Anthropic did leave a heavy-handed escape hatch. You can override the global limit using the new SLASH_COMMAND_TOOL_CHAR_BUDGET environment variable. Raising this value keeps massive toolsets from falling out of the total context budget, but it does not bypass the 250-character limit per description. Use this variable cautiously. Enlarging the allowed metadata budget actively damages the model's working memory.
Enterprise adoption requires enterprise observability. Claude Code now injects the X-Claude-Code-Session-Id HTTP header into all outgoing requests. This allows corporate proxies and LLM gateways to track and aggregate API usage by terminal session without pulling apart the JSON request body.
Parsing massive JSON body payloads at the gateway layer introduces latency and wastes CPU cycles. Proxies operate exponentially faster when they route based solely on headers. Before this change, tracing a massive token spike back to a specific developer's terminal session required deep inspection or complex logging wrappers. Today, a simple HTTP header exposes the exact session origin.
Platform engineering teams will adopt this immediately. If your company routes API traffic through systems like LiteLLM, Cloudflare AI Gateway, or an internal proxy, you can finally build accurate chargeback models per developer session. You gain precise visibility into exactly how much capital a specific coding session consumes.

● Data supplied
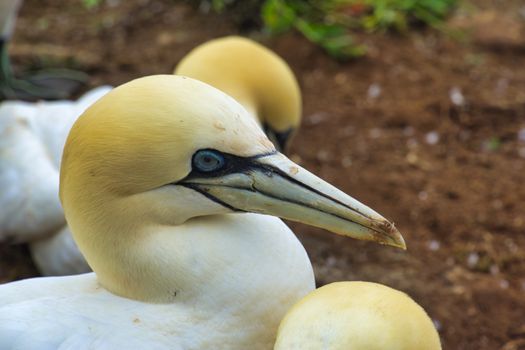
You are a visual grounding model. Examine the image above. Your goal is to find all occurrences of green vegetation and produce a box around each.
[81,0,459,59]
[203,0,458,59]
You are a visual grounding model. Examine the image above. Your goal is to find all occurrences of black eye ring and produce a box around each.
[192,149,226,173]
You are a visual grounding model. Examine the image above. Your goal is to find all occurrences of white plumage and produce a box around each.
[0,86,111,275]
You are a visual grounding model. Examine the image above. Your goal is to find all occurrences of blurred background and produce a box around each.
[0,0,525,350]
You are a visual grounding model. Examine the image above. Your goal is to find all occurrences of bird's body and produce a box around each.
[0,76,404,350]
[0,87,111,275]
[0,214,314,350]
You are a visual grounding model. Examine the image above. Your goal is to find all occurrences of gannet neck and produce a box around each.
[175,36,301,132]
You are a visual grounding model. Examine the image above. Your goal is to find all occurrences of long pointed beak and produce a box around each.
[179,153,406,249]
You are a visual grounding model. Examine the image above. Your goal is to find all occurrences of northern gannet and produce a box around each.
[0,86,111,275]
[0,35,301,276]
[274,282,441,350]
[175,36,301,150]
[0,75,404,350]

● Explore the material
(a) Can you write out everything in the passage on Claude Code from "Parsing massive JSON" down to "coding session consumes.", word for word?
(b) Answer these questions from the passage on Claude Code:
(i) Which environment variable overrides the global limit?
(ii) Which HTTP header does Claude Code now inject into all outgoing requests?
(iii) Which systems are named as examples for routing API traffic?
The records are separate material, apart from the passage on Claude Code.

● Responses in order
(a)
Parsing massive JSON body payloads at the gateway layer introduces latency and wastes CPU cycles. Proxies operate exponentially faster when they route based solely on headers. Before this change, tracing a massive token spike back to a specific developer's terminal session required deep inspection or complex logging wrappers. Today, a simple HTTP header exposes the exact session origin.
Platform engineering teams will adopt this immediately. If your company routes API traffic through systems like LiteLLM, Cloudflare AI Gateway, or an internal proxy, you can finally build accurate chargeback models per developer session. You gain precise visibility into exactly how much capital a specific coding session consumes.

(b)
(i) SLASH_COMMAND_TOOL_CHAR_BUDGET
(ii) X-Claude-Code-Session-Id
(iii) LiteLLM, Cloudflare AI Gateway, or an internal proxy